# The problem
Please return the data below unchanged, from its first line up to and including the line with "xmin=966 ymin=340 xmax=1013 ymax=411".

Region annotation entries

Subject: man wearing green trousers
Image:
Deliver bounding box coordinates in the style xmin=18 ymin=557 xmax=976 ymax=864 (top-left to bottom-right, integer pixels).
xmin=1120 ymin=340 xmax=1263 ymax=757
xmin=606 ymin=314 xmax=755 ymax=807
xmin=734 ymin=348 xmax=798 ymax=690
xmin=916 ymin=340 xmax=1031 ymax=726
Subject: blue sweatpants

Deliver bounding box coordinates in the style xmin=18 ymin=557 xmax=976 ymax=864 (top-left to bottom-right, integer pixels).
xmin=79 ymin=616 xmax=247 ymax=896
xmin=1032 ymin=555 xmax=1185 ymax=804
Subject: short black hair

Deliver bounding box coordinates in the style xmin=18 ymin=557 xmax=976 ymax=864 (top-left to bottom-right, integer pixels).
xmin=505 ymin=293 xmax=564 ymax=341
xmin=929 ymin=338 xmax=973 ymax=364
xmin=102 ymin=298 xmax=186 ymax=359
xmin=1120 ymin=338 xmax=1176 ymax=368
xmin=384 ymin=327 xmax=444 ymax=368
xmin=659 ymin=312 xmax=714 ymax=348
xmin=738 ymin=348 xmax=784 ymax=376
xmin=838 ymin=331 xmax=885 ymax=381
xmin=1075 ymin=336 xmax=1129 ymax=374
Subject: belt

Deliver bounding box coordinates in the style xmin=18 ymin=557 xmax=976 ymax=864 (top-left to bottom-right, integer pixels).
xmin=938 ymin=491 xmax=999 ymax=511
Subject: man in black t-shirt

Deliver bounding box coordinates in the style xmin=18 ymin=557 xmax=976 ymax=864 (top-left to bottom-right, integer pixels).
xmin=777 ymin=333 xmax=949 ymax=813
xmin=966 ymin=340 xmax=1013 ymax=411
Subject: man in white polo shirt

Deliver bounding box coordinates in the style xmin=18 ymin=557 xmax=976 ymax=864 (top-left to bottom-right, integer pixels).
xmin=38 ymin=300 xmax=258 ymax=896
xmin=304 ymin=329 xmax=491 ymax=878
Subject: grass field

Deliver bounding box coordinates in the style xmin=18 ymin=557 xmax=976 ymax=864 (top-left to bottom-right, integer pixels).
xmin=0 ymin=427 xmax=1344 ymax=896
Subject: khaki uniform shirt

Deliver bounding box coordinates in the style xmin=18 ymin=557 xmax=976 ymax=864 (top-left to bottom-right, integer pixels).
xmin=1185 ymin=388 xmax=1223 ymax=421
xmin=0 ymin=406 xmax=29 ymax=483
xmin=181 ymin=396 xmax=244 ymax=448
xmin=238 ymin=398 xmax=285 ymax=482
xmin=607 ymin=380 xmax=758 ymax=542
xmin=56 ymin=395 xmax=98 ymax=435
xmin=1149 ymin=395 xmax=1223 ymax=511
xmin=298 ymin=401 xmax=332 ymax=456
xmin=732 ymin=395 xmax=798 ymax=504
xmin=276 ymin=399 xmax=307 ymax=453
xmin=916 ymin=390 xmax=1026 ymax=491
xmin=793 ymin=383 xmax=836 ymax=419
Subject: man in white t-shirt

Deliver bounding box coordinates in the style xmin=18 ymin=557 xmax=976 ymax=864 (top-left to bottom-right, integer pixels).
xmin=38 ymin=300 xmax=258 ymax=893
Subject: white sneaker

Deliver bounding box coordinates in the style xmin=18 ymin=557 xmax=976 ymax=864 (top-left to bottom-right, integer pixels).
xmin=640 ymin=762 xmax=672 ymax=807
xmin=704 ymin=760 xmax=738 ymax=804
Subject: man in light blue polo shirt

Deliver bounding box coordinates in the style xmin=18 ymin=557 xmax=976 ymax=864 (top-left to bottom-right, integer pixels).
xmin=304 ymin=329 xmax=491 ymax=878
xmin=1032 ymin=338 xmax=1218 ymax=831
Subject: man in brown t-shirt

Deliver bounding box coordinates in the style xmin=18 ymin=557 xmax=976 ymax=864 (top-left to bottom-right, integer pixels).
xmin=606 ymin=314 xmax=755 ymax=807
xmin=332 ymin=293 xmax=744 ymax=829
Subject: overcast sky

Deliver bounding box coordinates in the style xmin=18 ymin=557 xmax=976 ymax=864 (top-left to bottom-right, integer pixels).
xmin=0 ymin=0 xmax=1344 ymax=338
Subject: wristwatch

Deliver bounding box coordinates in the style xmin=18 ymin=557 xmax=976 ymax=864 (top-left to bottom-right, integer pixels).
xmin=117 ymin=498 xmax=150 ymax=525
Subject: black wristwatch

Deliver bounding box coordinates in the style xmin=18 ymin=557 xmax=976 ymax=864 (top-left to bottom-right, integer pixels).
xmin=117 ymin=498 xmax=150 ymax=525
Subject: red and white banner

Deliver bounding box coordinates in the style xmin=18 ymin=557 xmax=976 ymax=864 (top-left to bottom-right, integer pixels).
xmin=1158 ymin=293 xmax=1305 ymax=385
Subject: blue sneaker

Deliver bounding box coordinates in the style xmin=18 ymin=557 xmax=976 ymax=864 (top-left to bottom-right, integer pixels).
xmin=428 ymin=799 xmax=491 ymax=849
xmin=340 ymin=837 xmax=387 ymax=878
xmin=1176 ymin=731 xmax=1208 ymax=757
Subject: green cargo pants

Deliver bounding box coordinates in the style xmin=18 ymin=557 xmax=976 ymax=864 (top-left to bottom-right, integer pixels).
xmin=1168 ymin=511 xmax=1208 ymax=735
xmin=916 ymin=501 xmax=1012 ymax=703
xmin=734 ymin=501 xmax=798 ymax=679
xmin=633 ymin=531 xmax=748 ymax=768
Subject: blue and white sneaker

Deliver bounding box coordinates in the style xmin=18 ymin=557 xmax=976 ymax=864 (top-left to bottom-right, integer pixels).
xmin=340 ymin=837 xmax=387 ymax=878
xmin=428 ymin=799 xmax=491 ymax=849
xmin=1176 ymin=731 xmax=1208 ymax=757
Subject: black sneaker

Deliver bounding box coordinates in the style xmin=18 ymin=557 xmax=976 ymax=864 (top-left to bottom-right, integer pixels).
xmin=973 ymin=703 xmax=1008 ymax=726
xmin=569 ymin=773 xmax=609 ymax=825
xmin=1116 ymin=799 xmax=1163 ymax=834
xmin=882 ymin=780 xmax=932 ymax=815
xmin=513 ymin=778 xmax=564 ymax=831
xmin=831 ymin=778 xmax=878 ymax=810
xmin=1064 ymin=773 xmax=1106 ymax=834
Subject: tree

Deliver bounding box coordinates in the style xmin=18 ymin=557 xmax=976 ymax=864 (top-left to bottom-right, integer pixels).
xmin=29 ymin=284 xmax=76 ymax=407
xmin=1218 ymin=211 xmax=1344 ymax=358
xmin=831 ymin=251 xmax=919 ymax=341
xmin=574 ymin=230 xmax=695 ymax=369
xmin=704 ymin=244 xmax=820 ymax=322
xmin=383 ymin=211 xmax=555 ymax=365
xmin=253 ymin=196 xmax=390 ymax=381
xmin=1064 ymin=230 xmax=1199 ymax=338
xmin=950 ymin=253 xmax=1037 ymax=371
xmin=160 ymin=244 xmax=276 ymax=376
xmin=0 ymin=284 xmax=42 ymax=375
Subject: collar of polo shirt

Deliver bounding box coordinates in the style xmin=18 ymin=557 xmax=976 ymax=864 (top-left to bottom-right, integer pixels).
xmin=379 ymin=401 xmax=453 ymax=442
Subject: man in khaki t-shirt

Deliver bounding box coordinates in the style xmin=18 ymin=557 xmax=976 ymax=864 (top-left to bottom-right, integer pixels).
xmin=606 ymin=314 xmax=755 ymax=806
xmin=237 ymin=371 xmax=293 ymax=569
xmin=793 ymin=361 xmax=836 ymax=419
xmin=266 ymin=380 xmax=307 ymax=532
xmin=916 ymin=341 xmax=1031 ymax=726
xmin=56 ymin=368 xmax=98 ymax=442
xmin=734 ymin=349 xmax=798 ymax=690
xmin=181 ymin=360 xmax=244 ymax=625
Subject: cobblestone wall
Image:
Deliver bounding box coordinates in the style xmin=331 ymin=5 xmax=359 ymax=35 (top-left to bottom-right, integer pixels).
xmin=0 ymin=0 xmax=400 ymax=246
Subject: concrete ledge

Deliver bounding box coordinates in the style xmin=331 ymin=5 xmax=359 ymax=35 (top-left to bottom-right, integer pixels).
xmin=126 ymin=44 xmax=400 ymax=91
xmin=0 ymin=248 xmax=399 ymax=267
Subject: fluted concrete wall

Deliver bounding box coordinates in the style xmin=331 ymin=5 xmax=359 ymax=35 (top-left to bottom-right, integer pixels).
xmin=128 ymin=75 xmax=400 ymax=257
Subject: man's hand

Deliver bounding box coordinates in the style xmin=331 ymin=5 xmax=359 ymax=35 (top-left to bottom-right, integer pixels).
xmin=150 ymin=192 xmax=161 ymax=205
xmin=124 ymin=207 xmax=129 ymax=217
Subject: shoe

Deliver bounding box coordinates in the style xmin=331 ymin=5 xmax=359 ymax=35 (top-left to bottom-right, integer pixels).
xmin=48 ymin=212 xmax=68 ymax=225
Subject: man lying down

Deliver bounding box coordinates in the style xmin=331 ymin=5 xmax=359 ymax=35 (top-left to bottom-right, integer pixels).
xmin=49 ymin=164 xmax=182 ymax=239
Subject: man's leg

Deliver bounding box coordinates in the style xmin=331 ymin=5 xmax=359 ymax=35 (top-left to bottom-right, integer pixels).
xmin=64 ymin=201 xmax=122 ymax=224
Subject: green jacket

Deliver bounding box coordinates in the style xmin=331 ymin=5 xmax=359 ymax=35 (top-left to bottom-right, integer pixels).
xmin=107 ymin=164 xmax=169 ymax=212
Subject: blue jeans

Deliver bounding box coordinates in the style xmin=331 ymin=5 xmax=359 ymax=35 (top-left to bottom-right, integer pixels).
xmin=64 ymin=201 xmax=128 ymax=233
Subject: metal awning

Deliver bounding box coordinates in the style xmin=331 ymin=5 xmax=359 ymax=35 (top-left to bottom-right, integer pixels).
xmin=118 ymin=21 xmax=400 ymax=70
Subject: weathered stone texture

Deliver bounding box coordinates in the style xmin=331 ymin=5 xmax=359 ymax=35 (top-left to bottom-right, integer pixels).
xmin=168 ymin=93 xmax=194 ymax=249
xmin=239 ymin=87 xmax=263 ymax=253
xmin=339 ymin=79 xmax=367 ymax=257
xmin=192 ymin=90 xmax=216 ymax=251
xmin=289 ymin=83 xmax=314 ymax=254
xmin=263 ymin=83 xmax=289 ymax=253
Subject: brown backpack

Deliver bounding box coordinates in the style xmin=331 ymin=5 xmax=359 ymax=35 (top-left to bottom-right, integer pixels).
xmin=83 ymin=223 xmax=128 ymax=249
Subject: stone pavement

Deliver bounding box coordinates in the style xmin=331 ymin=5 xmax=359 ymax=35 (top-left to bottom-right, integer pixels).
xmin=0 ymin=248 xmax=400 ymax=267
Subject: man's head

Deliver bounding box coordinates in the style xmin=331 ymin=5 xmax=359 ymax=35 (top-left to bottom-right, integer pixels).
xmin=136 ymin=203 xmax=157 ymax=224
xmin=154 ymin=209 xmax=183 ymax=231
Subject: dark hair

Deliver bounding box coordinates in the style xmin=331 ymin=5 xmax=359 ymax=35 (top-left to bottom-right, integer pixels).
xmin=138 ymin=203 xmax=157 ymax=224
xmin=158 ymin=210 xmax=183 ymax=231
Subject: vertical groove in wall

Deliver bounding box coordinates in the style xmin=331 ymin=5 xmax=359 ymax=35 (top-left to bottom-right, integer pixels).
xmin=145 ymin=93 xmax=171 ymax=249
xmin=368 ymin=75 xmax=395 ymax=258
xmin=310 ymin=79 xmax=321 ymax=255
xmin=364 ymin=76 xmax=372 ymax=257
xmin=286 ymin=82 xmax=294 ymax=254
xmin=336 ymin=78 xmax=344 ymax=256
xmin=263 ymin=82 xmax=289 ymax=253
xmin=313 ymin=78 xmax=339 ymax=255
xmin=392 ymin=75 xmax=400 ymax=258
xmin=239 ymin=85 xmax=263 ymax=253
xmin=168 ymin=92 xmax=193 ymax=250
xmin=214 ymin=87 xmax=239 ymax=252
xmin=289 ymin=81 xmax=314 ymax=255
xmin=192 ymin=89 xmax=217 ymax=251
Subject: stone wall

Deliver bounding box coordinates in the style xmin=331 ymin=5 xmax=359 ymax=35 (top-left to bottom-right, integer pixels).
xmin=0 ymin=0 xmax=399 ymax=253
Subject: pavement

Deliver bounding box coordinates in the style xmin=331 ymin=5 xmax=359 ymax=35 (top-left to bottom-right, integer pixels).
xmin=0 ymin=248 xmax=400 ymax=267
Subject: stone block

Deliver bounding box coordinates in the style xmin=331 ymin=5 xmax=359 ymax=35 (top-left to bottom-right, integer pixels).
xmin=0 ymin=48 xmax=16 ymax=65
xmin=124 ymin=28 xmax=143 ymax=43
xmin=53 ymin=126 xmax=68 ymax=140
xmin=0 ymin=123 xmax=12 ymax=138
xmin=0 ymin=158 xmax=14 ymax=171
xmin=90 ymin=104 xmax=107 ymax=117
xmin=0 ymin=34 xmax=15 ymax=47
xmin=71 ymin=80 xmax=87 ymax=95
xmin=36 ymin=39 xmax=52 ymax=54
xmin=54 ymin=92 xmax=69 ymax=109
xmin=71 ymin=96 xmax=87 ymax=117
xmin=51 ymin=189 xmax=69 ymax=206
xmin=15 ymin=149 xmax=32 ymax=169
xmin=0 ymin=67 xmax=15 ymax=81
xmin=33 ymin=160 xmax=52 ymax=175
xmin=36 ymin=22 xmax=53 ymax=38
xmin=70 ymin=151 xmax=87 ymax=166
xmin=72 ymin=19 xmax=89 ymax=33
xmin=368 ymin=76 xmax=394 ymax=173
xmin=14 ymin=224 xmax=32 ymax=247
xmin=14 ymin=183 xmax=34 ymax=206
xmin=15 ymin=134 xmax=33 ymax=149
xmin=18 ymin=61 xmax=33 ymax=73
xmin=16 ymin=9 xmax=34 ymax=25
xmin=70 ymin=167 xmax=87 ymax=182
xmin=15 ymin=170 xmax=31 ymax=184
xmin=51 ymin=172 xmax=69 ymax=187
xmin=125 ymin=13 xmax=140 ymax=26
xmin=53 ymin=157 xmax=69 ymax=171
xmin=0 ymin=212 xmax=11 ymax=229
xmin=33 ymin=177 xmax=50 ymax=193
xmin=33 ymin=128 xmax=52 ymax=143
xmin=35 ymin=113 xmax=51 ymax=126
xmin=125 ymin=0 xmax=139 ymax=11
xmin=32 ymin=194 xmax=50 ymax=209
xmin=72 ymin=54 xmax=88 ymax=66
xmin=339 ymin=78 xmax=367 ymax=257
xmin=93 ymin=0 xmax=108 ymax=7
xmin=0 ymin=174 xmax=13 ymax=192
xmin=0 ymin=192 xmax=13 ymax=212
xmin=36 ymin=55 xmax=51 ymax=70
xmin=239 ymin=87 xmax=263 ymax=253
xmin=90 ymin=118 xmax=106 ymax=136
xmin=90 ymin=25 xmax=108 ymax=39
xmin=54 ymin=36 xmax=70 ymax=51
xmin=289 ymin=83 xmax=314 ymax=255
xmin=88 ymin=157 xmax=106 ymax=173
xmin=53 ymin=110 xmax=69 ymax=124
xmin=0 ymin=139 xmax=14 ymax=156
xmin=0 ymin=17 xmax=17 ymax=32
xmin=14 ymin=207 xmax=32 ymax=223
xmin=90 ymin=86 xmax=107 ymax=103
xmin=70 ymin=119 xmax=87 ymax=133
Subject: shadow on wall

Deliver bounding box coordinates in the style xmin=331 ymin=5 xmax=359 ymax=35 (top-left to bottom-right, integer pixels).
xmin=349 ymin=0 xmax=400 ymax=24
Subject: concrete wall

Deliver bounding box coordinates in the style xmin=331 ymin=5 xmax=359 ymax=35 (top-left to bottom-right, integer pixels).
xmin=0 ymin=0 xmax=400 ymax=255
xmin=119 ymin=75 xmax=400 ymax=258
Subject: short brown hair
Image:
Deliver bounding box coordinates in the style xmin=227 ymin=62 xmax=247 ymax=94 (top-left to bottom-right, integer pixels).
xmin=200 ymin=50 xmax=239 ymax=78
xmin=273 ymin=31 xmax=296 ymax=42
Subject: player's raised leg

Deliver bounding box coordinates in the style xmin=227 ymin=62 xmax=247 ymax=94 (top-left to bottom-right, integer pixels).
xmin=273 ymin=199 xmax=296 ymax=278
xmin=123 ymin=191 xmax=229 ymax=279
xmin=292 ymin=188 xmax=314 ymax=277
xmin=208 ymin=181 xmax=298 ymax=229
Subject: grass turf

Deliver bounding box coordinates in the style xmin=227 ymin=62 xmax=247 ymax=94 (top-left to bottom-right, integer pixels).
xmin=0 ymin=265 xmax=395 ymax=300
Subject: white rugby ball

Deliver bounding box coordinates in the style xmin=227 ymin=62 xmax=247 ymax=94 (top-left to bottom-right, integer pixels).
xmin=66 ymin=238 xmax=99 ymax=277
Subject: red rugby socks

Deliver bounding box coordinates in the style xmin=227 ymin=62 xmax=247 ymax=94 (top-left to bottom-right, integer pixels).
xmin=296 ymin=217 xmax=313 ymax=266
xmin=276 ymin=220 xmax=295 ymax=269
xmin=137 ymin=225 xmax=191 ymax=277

# Exercise response
Subject: man wearing green trousers
Image:
Deliver bounding box coordinates in the style xmin=18 ymin=557 xmax=976 ymax=864 (top-left to bottom-right, integer pixels).
xmin=1120 ymin=340 xmax=1263 ymax=757
xmin=606 ymin=314 xmax=755 ymax=807
xmin=734 ymin=348 xmax=798 ymax=690
xmin=916 ymin=340 xmax=1031 ymax=726
Subject: blue sweatpants

Deliver bounding box coordinates in the style xmin=18 ymin=557 xmax=976 ymax=864 (top-left to bottom-right, integer pixels).
xmin=79 ymin=616 xmax=247 ymax=896
xmin=1032 ymin=555 xmax=1185 ymax=804
Subject: short black hair

Deliver bounding box coordinates in the style xmin=18 ymin=557 xmax=976 ymax=864 (top-left to bottom-right, integer pixels).
xmin=505 ymin=293 xmax=564 ymax=341
xmin=929 ymin=338 xmax=973 ymax=364
xmin=102 ymin=298 xmax=186 ymax=359
xmin=1120 ymin=338 xmax=1176 ymax=368
xmin=384 ymin=327 xmax=444 ymax=368
xmin=659 ymin=312 xmax=714 ymax=348
xmin=738 ymin=348 xmax=784 ymax=376
xmin=838 ymin=331 xmax=885 ymax=381
xmin=1075 ymin=336 xmax=1129 ymax=374
Subject: belt

Deliver bounding box coordinates in the style xmin=18 ymin=557 xmax=976 ymax=864 (top-left to bottom-right, integer pixels).
xmin=938 ymin=491 xmax=999 ymax=511
Subject: man in black t-shirt

Deliver bounding box coordinates in the style xmin=18 ymin=557 xmax=976 ymax=864 (top-left to bottom-right, integer pixels).
xmin=777 ymin=333 xmax=949 ymax=813
xmin=966 ymin=340 xmax=1013 ymax=411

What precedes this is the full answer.